*Görevler*
**1)** Dünya Nütrisyon Günü metnine göre basın toplantısı hangi gün nedeniyle düzenlendi?
**2)** Aşağıdaki ifadeler Dünya Nütrisyon Günü metniyle uyuşuyor mu? Her biri için evet ya da hayır deyin ve karar veren sözleri metinden aynen aktarın.
(a) Yetersiz beslenme yara iyileşmesini geciktirir.
(b) KEPAN Derneği Başkanı Gülberk Kavşuk'tur.
(c) Yetersiz beslenme yaşlılarda sıkça görülür.

===== Gösterilen Metin

7 Kasım Dünya Nütrisyon Günü nedeniyle düzenlenen basin toplantısında konuşan Dokuz Eylül Üniversitesi Tıp Fakültesi’nden Genel Cerrah Prof. Dr. Selman Sökmen, yetersiz beslenmenin yara iyileşmesini de geciktirdiğini belirterek, "Cerrahi hastalarında, sıklıkla beslenme bozukluğu ve buna bağlı kas ve kilo kaybı gelişebilmektedir. Beslenme bozukluğu cerrahi sonuçlarını bozmakta, yara iyileşmesini uzatmakta, ağır enfeksiyon gelişimine yol açmakta dolayısıyla komplikasyon ve hasta kaybını arttırmaktadır" dedi. Toplantıda yetersiz beslenmenin hangi durumlarda etki ettiğine vurgu yapılırken, yaşlılarda, kanser hastalarında da bu durumun sıkça görüldüğü ve risk yarattığı açıklandı.

Toplantıya KEPAN (Klinik Enteral Parenteral Nütrisyon) Derneği Başkanı Prof. Dr. Osman Abbasoğlu, Prof. Dr. Selman Sökmen (9 Eylül Üniversitesi Tıp Fakültesi Cerrahi AD), Prof. Dr. Şuayib Yalçın (Hacettepe Üniversitesi Tıp Fakültesi Medikal Onkoloji AD),  Prof. Dr. Erdem Göker (Ege Üniversitesi Tıp Fakültesi Medikal Onkoloji AD), Prof. Dr. Müge Akmansu (Gazi Üniversitesi Tıp Fakültesi Radyasyon Onkolojisi AD), Prof. Dr. Gülistan Bahat Öztürk (İstanbul Üniversitesi Tıp Fakültesi Geriatri AD), Prof. Dr. Meltem Gülhan Halil (Hacettepe Üniversitesi Tıp Fakültesi Geriatri AD) ve Abbott Nütrisyon Türkiye Genel Müdürü Gülberk Kavşuk katıldı.

==========
===== Alıntılanan Veriler

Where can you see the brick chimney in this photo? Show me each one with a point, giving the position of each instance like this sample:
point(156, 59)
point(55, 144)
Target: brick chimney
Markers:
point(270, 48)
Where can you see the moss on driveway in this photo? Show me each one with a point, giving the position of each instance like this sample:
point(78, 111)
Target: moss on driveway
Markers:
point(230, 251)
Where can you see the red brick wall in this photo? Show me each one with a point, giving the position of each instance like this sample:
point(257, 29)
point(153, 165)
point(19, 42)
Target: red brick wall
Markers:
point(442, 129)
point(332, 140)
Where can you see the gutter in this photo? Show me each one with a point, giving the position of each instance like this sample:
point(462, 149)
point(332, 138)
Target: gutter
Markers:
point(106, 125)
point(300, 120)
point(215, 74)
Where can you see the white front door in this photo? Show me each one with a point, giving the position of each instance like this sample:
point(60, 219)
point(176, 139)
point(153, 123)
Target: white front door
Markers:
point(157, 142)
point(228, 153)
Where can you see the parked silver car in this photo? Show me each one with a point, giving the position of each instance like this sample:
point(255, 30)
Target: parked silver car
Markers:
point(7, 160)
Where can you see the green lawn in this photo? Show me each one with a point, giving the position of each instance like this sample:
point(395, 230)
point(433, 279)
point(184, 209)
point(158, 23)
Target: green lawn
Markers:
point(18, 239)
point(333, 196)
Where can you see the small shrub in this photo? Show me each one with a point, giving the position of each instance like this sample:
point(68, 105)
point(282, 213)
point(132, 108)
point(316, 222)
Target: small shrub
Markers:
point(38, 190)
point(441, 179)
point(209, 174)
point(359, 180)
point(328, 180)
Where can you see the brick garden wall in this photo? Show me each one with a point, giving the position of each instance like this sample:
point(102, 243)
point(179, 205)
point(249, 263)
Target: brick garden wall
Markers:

==========

*Görev Yanıtları*
**1)** 7 Kasım Dünya Nütrisyon Günü nedeniyle düzenlendi.

**2)**
(a) Evet: "yetersiz beslenmenin yara iyileşmesini de geciktirdiğini"
(b) Hayır: "KEPAN (Klinik Enteral Parenteral Nütrisyon) Derneği Başkanı Prof. Dr. Osman Abbasoğlu"
(c) Evet: "yaşlılarda, kanser hastalarında da bu durumun sıkça görüldüğü"